**Gestellte Aufgabe**
Bearbeite einen Abschnitt des Textes über das Leben im Hotel, indem du ihn mit einer Änderung wiedergibst: Setze bei den Worten „Leben im Hotel“ ein und höre nach „Platz im Raum.“ auf. Ersetze dabei „Lüneburg“ durch „Hamburg“.

**Vorliegender Text**
--------------------------------
Leben im Hotel

Aktuell pendle ich wöchentlich nach Lüneburg. Im Gegensatz zu letztem Jahr bin ich heuer in einem Hotel untergebracht. Eines Sonntags beim Betreten der Lobby ertappte ich mich dabei, wie ich intuitiv in meine Jackentasche griff, um meinen Haustürschlüssel herauszuholen. Spätestens da ahnte ich, dass ich das Hotel unbewusst nun wohl offiziell als “Zuhause” betrachte.

Anpassungsvermögen

Freilich war es nicht das einzige Anzeichen; auch in anderer Hinsicht hatte ich mich quasi häuslich eingerichtet:

  • Zwar sieht jedes Hotelzimmer identisch aus, aber unabhängig von der Raumnummer habe ich für all meine Dinge einen festen Platz im Raum.
  • Da die Luft im Raum so trocken war, dass ich mich morgens wie Spongebob nach einem Besuch bei Sandy ohne Goldfischglas fühlte, fande ich eine Methode, um den Raum auf eine für mich angenehme Luftfeuchtigkeit zu bringen. (Ein Hygienebeutel über dem Badentlüfter sowie ein an der Rezeption erhältlicher Wasserkocher machen es möglich.)
--------------------------------
[Einträge zur Beschriftung von Objektpositionen]

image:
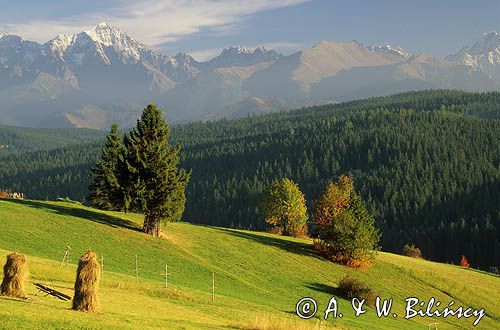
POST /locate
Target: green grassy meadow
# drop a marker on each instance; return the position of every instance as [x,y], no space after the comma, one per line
[259,277]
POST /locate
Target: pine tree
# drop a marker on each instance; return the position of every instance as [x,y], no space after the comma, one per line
[154,185]
[105,189]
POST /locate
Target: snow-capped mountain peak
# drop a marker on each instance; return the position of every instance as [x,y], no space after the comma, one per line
[484,55]
[389,50]
[238,50]
[489,42]
[241,56]
[109,36]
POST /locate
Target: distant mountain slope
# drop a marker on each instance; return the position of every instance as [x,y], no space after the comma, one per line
[290,77]
[102,75]
[483,56]
[415,73]
[427,163]
[22,139]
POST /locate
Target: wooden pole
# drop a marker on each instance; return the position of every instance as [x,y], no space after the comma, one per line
[213,287]
[166,276]
[102,264]
[136,271]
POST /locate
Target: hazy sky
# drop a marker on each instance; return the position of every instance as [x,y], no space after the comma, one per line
[204,27]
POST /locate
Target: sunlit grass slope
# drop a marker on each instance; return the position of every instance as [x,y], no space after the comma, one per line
[258,277]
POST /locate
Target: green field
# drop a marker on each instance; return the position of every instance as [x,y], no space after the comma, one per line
[258,277]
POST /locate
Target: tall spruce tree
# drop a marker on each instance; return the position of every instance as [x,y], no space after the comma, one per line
[105,189]
[154,184]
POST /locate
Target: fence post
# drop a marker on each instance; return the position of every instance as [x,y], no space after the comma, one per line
[136,271]
[213,287]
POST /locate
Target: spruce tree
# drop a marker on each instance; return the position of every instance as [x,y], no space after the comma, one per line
[154,184]
[105,189]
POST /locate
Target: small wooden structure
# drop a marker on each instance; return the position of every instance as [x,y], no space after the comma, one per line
[52,292]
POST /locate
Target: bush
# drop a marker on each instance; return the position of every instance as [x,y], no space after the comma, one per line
[68,200]
[412,251]
[351,288]
[345,230]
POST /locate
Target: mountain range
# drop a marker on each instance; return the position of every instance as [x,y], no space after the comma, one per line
[103,75]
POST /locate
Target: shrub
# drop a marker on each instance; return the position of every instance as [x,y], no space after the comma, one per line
[464,262]
[412,251]
[345,229]
[284,207]
[352,288]
[68,200]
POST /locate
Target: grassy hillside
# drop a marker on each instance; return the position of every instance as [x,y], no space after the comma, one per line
[426,163]
[18,139]
[259,277]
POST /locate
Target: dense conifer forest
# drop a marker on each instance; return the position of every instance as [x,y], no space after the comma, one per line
[427,163]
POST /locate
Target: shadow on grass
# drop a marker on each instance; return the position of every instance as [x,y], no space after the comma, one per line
[324,288]
[93,216]
[283,244]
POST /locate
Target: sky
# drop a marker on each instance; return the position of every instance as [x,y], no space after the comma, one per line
[203,27]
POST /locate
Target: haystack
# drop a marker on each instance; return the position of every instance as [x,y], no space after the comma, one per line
[15,272]
[87,283]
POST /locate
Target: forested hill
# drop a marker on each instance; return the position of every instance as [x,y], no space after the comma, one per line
[18,139]
[427,162]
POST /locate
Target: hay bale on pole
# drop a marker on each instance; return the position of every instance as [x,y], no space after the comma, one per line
[15,272]
[87,284]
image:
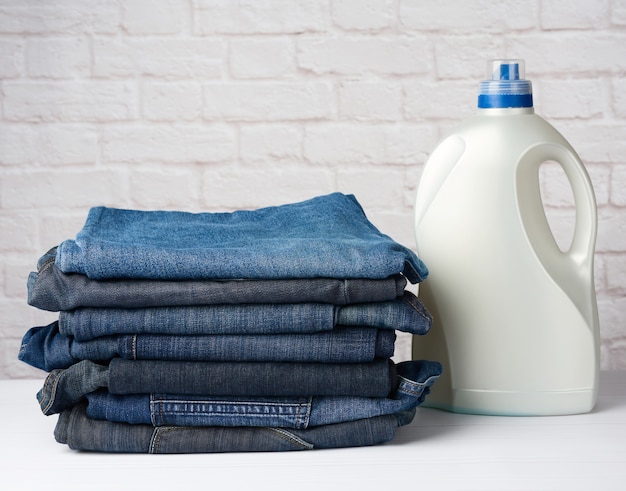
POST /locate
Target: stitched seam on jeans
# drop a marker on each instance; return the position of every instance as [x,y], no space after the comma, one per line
[304,415]
[290,437]
[52,392]
[406,388]
[155,440]
[346,296]
[415,306]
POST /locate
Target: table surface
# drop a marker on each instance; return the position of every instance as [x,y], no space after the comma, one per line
[439,450]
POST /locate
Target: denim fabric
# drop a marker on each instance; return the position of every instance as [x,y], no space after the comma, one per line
[403,314]
[51,289]
[327,236]
[414,381]
[46,348]
[65,388]
[79,432]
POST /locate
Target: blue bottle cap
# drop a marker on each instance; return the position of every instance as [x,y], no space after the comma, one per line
[506,87]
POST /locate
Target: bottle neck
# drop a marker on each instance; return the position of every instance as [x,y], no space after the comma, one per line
[504,111]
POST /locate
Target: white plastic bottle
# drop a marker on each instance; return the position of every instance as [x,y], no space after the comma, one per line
[515,317]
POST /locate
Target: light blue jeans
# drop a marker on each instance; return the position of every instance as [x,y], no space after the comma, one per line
[80,432]
[327,236]
[65,388]
[51,289]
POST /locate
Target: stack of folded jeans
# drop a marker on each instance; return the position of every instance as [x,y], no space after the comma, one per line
[263,330]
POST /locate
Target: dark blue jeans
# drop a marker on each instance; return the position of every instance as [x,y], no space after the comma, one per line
[403,314]
[414,381]
[65,388]
[79,432]
[327,236]
[46,348]
[51,289]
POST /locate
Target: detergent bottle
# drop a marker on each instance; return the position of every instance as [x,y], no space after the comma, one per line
[515,316]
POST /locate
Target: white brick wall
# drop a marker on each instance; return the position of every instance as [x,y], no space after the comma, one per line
[216,105]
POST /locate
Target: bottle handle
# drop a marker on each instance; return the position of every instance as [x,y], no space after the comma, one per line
[578,259]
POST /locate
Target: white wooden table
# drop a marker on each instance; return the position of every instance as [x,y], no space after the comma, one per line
[439,450]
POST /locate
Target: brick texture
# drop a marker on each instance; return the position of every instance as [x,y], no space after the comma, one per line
[217,105]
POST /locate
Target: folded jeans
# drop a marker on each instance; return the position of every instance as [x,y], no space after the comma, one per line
[326,236]
[67,387]
[46,348]
[414,381]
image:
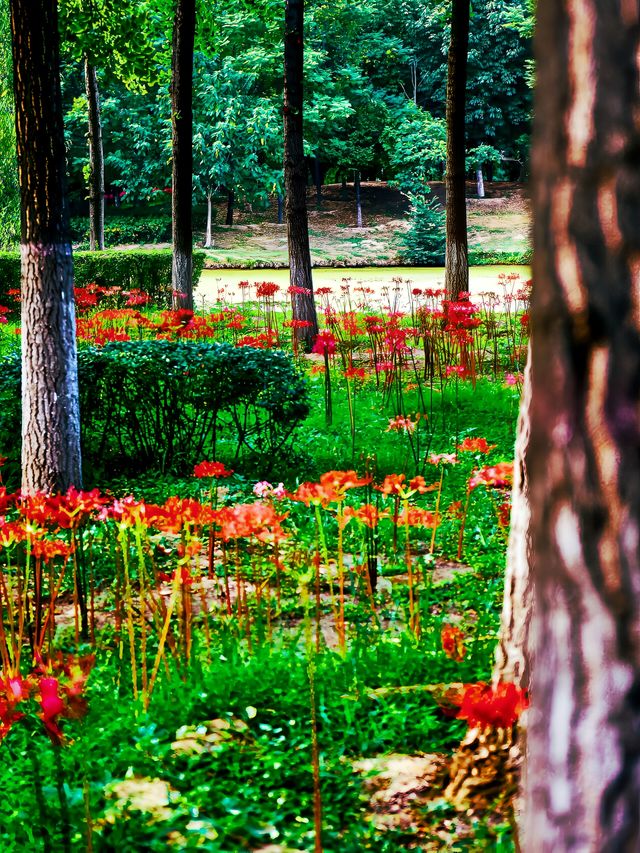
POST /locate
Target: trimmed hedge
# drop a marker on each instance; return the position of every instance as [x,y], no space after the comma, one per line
[166,405]
[148,270]
[119,230]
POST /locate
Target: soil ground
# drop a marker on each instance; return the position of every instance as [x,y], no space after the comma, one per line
[498,225]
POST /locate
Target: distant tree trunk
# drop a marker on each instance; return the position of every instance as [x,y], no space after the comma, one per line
[295,175]
[512,659]
[208,237]
[356,184]
[96,160]
[583,761]
[50,410]
[456,278]
[231,200]
[480,181]
[184,26]
[318,180]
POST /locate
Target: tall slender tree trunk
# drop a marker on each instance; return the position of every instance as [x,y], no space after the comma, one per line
[583,760]
[208,237]
[231,198]
[356,184]
[456,277]
[295,175]
[184,27]
[96,159]
[50,409]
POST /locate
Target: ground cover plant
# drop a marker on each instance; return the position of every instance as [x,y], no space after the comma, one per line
[201,658]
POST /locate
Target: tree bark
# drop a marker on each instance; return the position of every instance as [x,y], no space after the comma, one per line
[96,160]
[50,410]
[512,659]
[208,237]
[231,198]
[184,27]
[583,767]
[356,184]
[456,278]
[295,176]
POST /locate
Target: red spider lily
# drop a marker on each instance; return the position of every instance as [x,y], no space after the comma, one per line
[68,511]
[498,476]
[413,516]
[368,514]
[354,373]
[325,343]
[452,639]
[405,424]
[499,707]
[13,690]
[212,469]
[266,289]
[443,459]
[475,445]
[47,549]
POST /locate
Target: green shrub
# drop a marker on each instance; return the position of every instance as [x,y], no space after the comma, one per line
[119,230]
[148,270]
[424,242]
[167,405]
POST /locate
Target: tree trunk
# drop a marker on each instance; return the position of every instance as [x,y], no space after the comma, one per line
[318,180]
[583,763]
[295,176]
[480,181]
[456,277]
[96,159]
[184,26]
[356,184]
[512,661]
[231,200]
[208,237]
[50,410]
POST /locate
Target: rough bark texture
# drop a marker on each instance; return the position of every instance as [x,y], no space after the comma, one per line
[295,175]
[583,776]
[96,160]
[50,416]
[456,278]
[184,28]
[512,661]
[356,183]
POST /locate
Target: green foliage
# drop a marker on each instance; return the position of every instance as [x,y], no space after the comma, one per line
[166,406]
[119,230]
[425,240]
[132,269]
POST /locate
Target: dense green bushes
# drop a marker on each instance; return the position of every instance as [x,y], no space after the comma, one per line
[166,405]
[120,230]
[135,269]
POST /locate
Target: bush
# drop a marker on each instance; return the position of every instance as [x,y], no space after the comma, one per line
[425,240]
[125,229]
[148,270]
[166,405]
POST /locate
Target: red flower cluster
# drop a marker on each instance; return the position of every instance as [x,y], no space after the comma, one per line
[497,707]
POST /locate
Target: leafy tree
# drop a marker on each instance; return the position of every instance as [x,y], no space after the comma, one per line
[184,29]
[456,279]
[295,177]
[50,416]
[9,192]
--------------------------------
**Gelöste Aufgabe**
Leben im Hotel

Aktuell pendle ich wöchentlich nach Hamburg. Im Gegensatz zu letztem Jahr bin ich heuer in einem Hotel untergebracht. Eines Sonntags beim Betreten der Lobby ertappte ich mich dabei, wie ich intuitiv in meine Jackentasche griff, um meinen Haustürschlüssel herauszuholen. Spätestens da ahnte ich, dass ich das Hotel unbewusst nun wohl offiziell als “Zuhause” betrachte.

Anpassungsvermögen

Freilich war es nicht das einzige Anzeichen; auch in anderer Hinsicht hatte ich mich quasi häuslich eingerichtet:

  • Zwar sieht jedes Hotelzimmer identisch aus, aber unabhängig von der Raumnummer habe ich für all meine Dinge einen festen Platz im Raum.